» DOCUMENT:
UNITED STATES
SECURITIES AND EXCHANGE COMMISSION
Washington, D.C. 20549
 
____________________________________________________________
 
FORM 8-K
 
CURRENT REPORT
 
Pursuant to Section 13 or 15(d) of the Securities Exchange Act of 1934
 
____________________________________________________________
 
Date of Report (Date of earliest event reported): May 31, 2013
 
MARATHON PATENT GROUP, INC.
(Exact Name of Registrant as Specified in Charter)
 
Nevada
 
000-54652
 
01-0949984
(State or other jurisdiction
of incorporation)
 
(Commission File Number)
 
(IRS Employer Identification No.)
 
2331 Mill Road, Suite 100
Alexandria, VA
     
22314
(Address of principal executive offices)
     
(Zip Code)
 
Registrant’s telephone number, including area code: (703) 232-1701
 
 
(Former name or former address, if changed since last report)
 
Copies to:
Harvey J. Kesner, Esq.
61 Broadway, 32nd Floor
New York, New York 10006
Telephone: (212) 930-9700

Check the appropriate box below if the Form 8-K filing is intended to simultaneously satisfy the filing obligation of the registrant under any of the following provisions:

□       Written communications pursuant to Rule 425 under the Securities Act (17 CFR 230.425)

□       Soliciting material pursuant to Rule 14a-12 under the Exchange Act (17 CFR 240.14a-12)

□       Pre-commencement communications pursuant to Rule 14d-2(b) under the Exchange Act (17 CFR 240.14d-2(b))

□       Pre-commencement communications pursuant to Rule 13e-4(c) under the Exchange Act (17 CFR 240.13e-4(c))
 
 
 

 
 
Item 1.01
Entry into a Material Definitive Agreement
 

Item 3.02
Unregistered Sales of Equity Securities
 
On May 31, 2013, Marathon Patent Group, Inc. (the “Company”) accepted subscriptions for an aggregate of 15,000,000 units (the “Units”) representing gross proceeds to the Company of $6,000,000 to certain accredited investors (the “Investors”) pursuant to a securities purchase agreement (the “Securities Purchase Agreement”).
 
Each Unit was subscribed for a purchase price of $0.40 per Unit and consists of: (i) one share (the “Shares”) of the Company’s common stock, $0.0001 par value per share (the “Common Stock”) and (ii) a three (3) year warrant (the “Warrants”) to purchase half a share of the Common Stock at an exercise price of $0.50 per share, subject to adjustment upon the occurrence of certain events such as stock splits and stock dividends and similar events.
 
The Warrants may be exercised on a cashless basis at any time that the registration statement to be filed pursuant to the Registration Rights Agreement is not effective after the Effectiveness Date (as defined below). The Warrants contains limitations on the holder’s ability to exercise the Warrant in the event such exercise causes the holder to beneficially own in excess of 9.99% of the Company’s issued and outstanding Common Stock.

» INFORMATION PROVIDED:
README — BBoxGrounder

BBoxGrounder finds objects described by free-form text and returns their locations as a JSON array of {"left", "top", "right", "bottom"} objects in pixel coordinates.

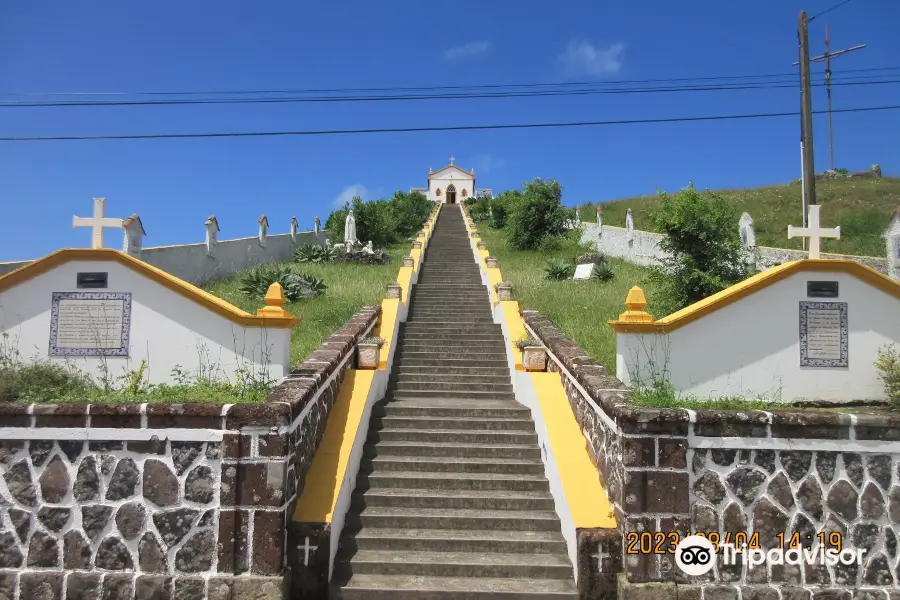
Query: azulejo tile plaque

» TASK PROMPT:
According to the Form 8-K filing, what was the purchase price of each Unit? The listing plays no part in the work that follows.

» EXERCISE SOLUTION:
$0.40 per Unit.